======== Selected extract ========
Flow Cytometry Approach to Characterize Phagocytic Properties of Acutely-Isolated Adult Microglia and Brain Macrophages In Vitro
Summary
Assessment of phagocytic properties of microglia and brain macrophages can provide a valuable functional dimension to molecular profiling studies. We describe a validated protocol that uses flow cytometry to rapidly and reliably quantify phagocytosis of fluorescent microspheres and amyloid beta fibrils by acutely-isolated microglia and brain macrophages from mouse models.
Abstract
Microglia and central nervous system (CNS)-infiltrating macrophages, collectively called CNS mononuclear phagocytes (CNS-MPs), play central roles in neurological diseases including neurodegeneration and stroke. CNS-MPs are involved in phagocytic clearance of pathological proteins, debris and neuronal synapses, each with distinct underlying molecular pathways. Characterizing these phagocytic properties can provide a functional readout that compliments molecular profiling of microglia using traditional flow cytometry, transcriptomics and proteomics approaches. Phagocytic profiling of microglia has relied on microscopic visualization and in vitro cultures of mouse neonatal microglia. The former approach suffers from limited sampling while the latter approach is inherently poorly reflective of the true in vivo state of adult CNS-MPs. This paper describes optimized protocols to phenotype phagocytic properties of acutely-isolated mouse CNS-MPs by flow cytometry. CNS-MPs are acutely isolated from adult mouse brain using mechanical dissociation followed by density gradient centrifugation, incubated with fluorescent microspheres or fluorescent Aβ fibrils, washed, and then labeled with panels of antibodies against surface markers (CD11b, CD45). Using this approach, it is possible to compare phagocytic properties of brain-resident microglia with CNS-infiltrating macrophages and then assess the effect of aging and disease pathology on these phagocytic phenotypes. This rapid method also holds potential to functionally phenotype acutely-isolated human CNS-MPs from post-mortem or surgical brain specimens. Additionally, specific mechanisms of phagocytosis by CNS-MP subsets can be investigated by inhibiting select phagocytic pathways.
Introduction
The innate immune cells of the central nervous system (CNS) are predominantly comprised of microglia and infiltrating monocytes/macrophages, together called as the CNS-mononuclear phagocytes (CNS-MPs)1. CNS-MPs are implicated in neurodegenerative diseases such as Alzheimer’s disease (AD), neuroinflammatory disorders, and stroke2,3,4. CNS-MPs, along with astrocytes, pericytes and ependymal cells, have phagocytic functions5,6. In their homeostatic state, CNS-MPs are involved in constant surveillance of the local microenvironment, along with phagocytic clearance of apoptotic cell debris and proteins, and synaptic pruning to remodel neuronal connections7,8,9,10. In neurodegenerative conditions such as AD, CNS-MPs adopt distinct disease-associated molecular and functional phenotypes which can play pathological roles including clearance of aggregated amyloid-beta (Aβ) and neuronal elements, as well as inflammatory cytokine and factor release, resulting in complex pro-inflammatory, detrimental as well as anti-inflammatory, protective roles11,12,13,14. Phagocytosis of macroparticles, cellular debris, proteins and other infectious particles by CNS-MPs are mediated by distinct receptors expressed on their surface9. Disruption in these phagocytic pathways can lead to defective clearance and progressive accumulation of Aβ ultimately leading to progressive neuronal damage in AD4,9. While advances in molecular profiling of CNS-MPs using transcriptomic and proteomic approaches have provided invaluable insights into the molecular heterogeneity within CNS-MPs in neurological diseases15,16, functional characterization of the phagocytic properties of CNS-MPs and their subsets is currently lacking. Functional characterization of the phagocytic properties of CNS-MPs can complement molecular profiling strategies, facilitate better functional phenotyping, and assist in assessing the efficacy of therapeutics that can rectify defective phagocytosis in disease models17.
========
Complete the following —
a: Can you transcribe the microglia phagocytosis article from "Flow Cytometry Approach" to "from mouse models."?
b: Answer these about the microglia phagocytosis article:
(i) What two fluorescent materials does the protocol measure the phagocytosis of?
(ii) Against which surface markers are the antibodies directed?
(iii) Besides CNS-MPs, which cells have phagocytic functions?
c: Could you continue the microglia phagocytosis article from where it stops?
The records that come next have nothing to do with the microglia phagocytosis article.
======== Dataset records ========
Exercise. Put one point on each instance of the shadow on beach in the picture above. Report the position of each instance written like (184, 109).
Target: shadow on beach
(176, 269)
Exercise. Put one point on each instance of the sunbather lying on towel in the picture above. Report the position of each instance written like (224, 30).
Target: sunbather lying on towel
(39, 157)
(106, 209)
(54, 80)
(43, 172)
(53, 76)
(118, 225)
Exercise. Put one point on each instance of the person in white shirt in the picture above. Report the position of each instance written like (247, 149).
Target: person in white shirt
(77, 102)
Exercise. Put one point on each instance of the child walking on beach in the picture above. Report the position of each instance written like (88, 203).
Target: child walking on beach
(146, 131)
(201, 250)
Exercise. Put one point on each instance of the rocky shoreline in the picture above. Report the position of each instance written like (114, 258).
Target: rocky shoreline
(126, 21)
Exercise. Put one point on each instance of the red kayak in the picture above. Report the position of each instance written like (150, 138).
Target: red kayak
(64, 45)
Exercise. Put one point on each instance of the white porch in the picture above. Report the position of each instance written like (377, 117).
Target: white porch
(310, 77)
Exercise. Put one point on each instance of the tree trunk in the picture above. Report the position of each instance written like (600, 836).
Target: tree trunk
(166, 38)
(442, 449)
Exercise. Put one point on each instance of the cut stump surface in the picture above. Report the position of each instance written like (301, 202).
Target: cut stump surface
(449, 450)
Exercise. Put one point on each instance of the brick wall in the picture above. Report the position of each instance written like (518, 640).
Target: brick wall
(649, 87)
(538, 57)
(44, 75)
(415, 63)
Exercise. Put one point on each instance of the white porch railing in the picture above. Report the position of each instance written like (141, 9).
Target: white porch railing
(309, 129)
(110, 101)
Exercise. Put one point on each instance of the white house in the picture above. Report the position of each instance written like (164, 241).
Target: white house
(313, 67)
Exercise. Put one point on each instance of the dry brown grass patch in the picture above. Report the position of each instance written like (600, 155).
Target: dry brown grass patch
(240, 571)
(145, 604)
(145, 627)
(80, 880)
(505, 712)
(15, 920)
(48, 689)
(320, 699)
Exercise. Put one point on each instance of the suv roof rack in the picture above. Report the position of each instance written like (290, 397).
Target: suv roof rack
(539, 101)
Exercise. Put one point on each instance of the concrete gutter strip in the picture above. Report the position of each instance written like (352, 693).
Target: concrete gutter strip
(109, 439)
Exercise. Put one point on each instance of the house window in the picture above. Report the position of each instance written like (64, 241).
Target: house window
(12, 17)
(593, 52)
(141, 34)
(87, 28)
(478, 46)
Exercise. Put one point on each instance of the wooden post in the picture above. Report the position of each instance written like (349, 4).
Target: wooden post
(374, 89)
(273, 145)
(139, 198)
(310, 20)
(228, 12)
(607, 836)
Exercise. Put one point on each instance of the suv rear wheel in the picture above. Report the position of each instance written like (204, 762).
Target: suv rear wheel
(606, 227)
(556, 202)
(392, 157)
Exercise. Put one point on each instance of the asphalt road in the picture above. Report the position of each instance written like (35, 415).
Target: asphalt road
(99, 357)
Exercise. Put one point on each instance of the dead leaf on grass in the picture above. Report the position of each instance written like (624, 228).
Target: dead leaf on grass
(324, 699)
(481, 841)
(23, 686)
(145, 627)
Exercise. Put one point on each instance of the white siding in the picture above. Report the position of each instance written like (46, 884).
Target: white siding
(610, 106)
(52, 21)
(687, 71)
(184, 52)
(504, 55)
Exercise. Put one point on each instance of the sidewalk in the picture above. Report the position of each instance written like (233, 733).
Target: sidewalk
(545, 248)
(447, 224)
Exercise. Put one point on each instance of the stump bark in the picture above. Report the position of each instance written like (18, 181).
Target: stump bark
========
Activity answers —
a:
Flow Cytometry Approach to Characterize Phagocytic Properties of Acutely-Isolated Adult Microglia and Brain Macrophages In Vitro
Summary
Assessment of phagocytic properties of microglia and brain macrophages can provide a valuable functional dimension to molecular profiling studies. We describe a validated protocol that uses flow cytometry to rapidly and reliably quantify phagocytosis of fluorescent microspheres and amyloid beta fibrils by acutely-isolated microglia and brain macrophages from mouse models.

b:
(i) Fluorescent microspheres and amyloid beta (Aβ) fibrils.
(ii) CD11b and CD45.
(iii) Astrocytes, pericytes and ependymal cells.

c:
Traditional phagocytosis assays for CNS-MPs include incubating primary microglia along with fluorescent substrates such as Aβ or latex/polystyrene particles. Phagocytosis is then studied as a function of uptake of the fluorescent substrate using immunofluorescence microscopy18,19,20. It is well-established that CNS-MPs, when maintained in long cultures, can dramatically change their morphology and transcriptional profiles21,22. This hinders studying the phagocytic properties of CNS-MPs in their representative state in the CNS. A functional flow cytometry assay to profile acutely-isolated live CNS-MPs can provide a rapid assessment of phagocytic properties and can sample a much larger pool of CNS-MPs than microscopy approaches9,23. Furthermore, flow cytometry eliminates the need for maintaining the CNS-MPs in culture as well as provides a platform to study phagocytotic properties in different sub-populations of CNS-MPs. This manuscript describes optimized protocols to phenotype phagocytic properties of acutely-isolated mouse CNS-MPs by flow cytometry. Adapting phagocytosis assays using flow cytometry allows rapid multiplexing of the phagocytic phenotype of CNS-MPs coupled with immune phenotyping, thereby providing insights into heterogeneity of phagocytic properties within CNS-MPs at the single cell resolution.
Protocol
Representative Results
Discussion
Flow-cytometry is a technique that can detect the expression of proteins or markers of interest on the cell surface or in intracellular compartments using fluorescently labeled probes (typically antibodies) to label these markers of interest. Cell-surface or intracellular antibodies are typically conjugated with laser-excitable fluorochromes that have unique emission spectra. Cells incubated with these antibodies can be categorized into multiple sub-populations based on patterns of expression of these markers. CNS-MPs co…
Disclosures
The authors have nothing to disclose.
Acknowledgements
The study was supported by NIH awards to Dr. Rangaraju (NINDS K08 NS099474-1 and R01 NS114130-01A1) and Dr. Rayaprolu (NIA F32AG064862). This study was supported in part by the Emory Flow Cytometry Core (EFCC), one of the Emory Integrated Core Facilities (EICF) and is subsidized by the Emory University School of Medicine. Additional support was provided by the Georgia Clinical & Translational Science Alliance of the NIH (UL1TR002378). The content is solely the responsibility of the authors and does not necessarily reflect the official views of the NIH.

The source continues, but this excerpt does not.